DOCUMENT EXCERPT:
- - -

Lemmatization java

Question

I am looking for a lemmatisation implementation for English in Java. I found a few already, but I need something that does not need to much memory to run (1 GB top). Thanks. I do not need a stemmer.

Do you need true lemmatization (usually requires a decent-sized list of words), or is a stemmer like Porter, Snowball, or Paice-Husk good enough? — erickson, Oct 16 '09 at 14:00
@erickson - Do you know any true lemmatization (list of words)? I need it if there is any. — Ali Shakiba, Jun 10 '11 at 13:49
@JohnS - The best English word list I have found is the one developed by players of the word game Scrabble, OWL2. Unfortunately, it is not "open". That, in conjunction with something like WordNet, might serve as the basis for a good lemmatizer. But I don't know of anyone who has done it. — erickson, Jun 10 '11 at 17:10
This question appears to be off-topic because it is belong on software recommendations. — demongolem, Jan 04 '15 at 05:44

score 37 · Answer 1 · edited Aug 31 '16 at 18:24

The Stanford CoreNLP Java library contains a lemmatizer that is a little resource intensive but I have run it on my laptop with <512MB of RAM.

To use it:

Download the jar files;
Create a new project in your editor of choice/make an ant script that includes all of the jar files contained in the archive you just downloaded;
Create a new Java as shown below (based upon the snippet from Stanford's site);

import java.util.Properties;

public class StanfordLemmatizer {

    protected StanfordCoreNLP pipeline;

    public StanfordLemmatizer() {
        // Create StanfordCoreNLP object properties, with POS tagging
        // (required for lemmatization), and lemmatization
        Properties props;
        props = new Properties();
        props.put("annotators", "tokenize, ssplit, pos, lemma");

        // StanfordCoreNLP loads a lot of models, so you probably
        // only want to do this once per execution
        this.pipeline = new StanfordCoreNLP(props);
    }

    public List<String> lemmatize(String documentText)

- - -

THINGS TO DO:
**1)** Reproduce the part of the Java lemmatization thread that starts with the words containing "score 37 · Answer" and ends with "<512MB of RAM.".
**2)** Carry on the Java lemmatization thread from its final line.

- - -

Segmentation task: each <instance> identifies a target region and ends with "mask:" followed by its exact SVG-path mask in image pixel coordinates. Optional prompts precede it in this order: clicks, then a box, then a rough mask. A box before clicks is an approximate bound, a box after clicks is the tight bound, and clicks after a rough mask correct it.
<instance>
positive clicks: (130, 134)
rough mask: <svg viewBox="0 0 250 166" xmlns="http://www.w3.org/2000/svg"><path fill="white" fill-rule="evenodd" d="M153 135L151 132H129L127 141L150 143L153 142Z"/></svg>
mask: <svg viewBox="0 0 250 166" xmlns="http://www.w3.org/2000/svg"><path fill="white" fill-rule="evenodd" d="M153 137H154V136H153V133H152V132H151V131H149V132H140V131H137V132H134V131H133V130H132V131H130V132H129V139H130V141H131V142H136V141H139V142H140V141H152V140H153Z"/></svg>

- - -

ANSWERS FOR EACH ITEM:
**1)**
score 37 · Answer 1 · edited Aug 31 '16 at 18:24

The Stanford CoreNLP Java library contains a lemmatizer that is a little resource intensive but I have run it on my laptop with <512MB of RAM.

**2)**
    {
        List<String> lemmas = new LinkedList<String>();

        // create an empty Annotation just with the given text
        Annotation document = new Annotation(documentText);

        // run all Annotators on this text
        this.pipeline.annotate(document);

        // Iterate over all of the sentences found
        List<CoreMap> sentences = document.get(SentencesAnnotation.class);
        for(CoreMap sentence: sentences) {
            // Iterate over all tokens in a sentence
            for (CoreLabel token: sentence.get(TokensAnnotation.class)) {
                // Retrieve and add the lemma for each word into the list of lemmas
                lemmas.add(token.get(LemmaAnnotation.class));
            }
        }

        return lemmas;
    }
}

is there a tutorial ? the documentation looks pretty confusing ! — CTsiddharth, Mar 01 '12 at 11:08
I'm getting this exception when I run this code: Exception in thread "main" java.lang.NoSuchMethodError: edu.stanford.nlp.util.Generics.newHashMap()Ljava/util/Map; at edu.stanford.nlp.pipeline.AnnotatorPool.(AnnotatorPool.java:27) at edu.stanford.nlp.pipeline.StanfordCoreNLP.getDefaultAnnotatorPool(StanfordCoreNLP.java:306) at edu.stanford.nlp.pipeline.StanfordCoreNLP.construct(StanfordCoreNLP.java:250) at edu.stanford.nlp.pipeline.StanfordCoreNLP.(StanfordCoreNLP.java:127) at edu.stanford.nlp.pipeline.StanfordCoreNLP.(StanfordCoreNLP.java:123) ..... Any ideas? — user1028408, Apr 16 '13 at 17:27
The javadoc is here http://www-nlp.stanford.edu/nlp/javadoc/javanlp/edu/stanford/nlp/process/Morphology.html and this code example is easier to understand - http://sw.deri.org/2008/11/match/aroma/src/utils/StanfordPOSTagger.java Just use the instance method Morphology#lemma — ruhong, Feb 25 '15 at 12:46
The output is free from any POS tags. What's the sense of POS tagging if I can't access the class of the token/word? Or is there a way with this example to get the _NN, _JJ, etc. information? — Pete, Aug 26 '15 at 08:45
[How does this work on a single word](http://stackoverflow.com/questions/34963203/stanford-nlp-how-to-lemmatize-single-word)? — Stefan Falk, Jan 23 '16 at 12:05

score 17 · Answer 2 · answered Nov 11 '13 at 14:58

Chris's answer regarding the Standford Lemmatizer is great! Absolutely beautiful. He even included a pointer to the jar files, so I didn't have to google for it.

But one of his lines of code had a syntax error (he somehow switched the ending closing parentheses and semicolon in the line that begins with "lemmas.add...), and he forgot to include the imports.

As far as the NoSuchMethodError error, it's usually caused by that method not being made public static, but if you look at the code itself (at http://grepcode.com/file/repo1.maven.org/maven2/com.guokr/stan-cn-nlp/0.0.2/edu/stanford/nlp/util/Generics.java?av=h) that is not the problem. I suspect that the problem is somewhere in the build path (I'm using Eclipse Kepler, so it was no problem configuring the 33 jar files that I use in my project).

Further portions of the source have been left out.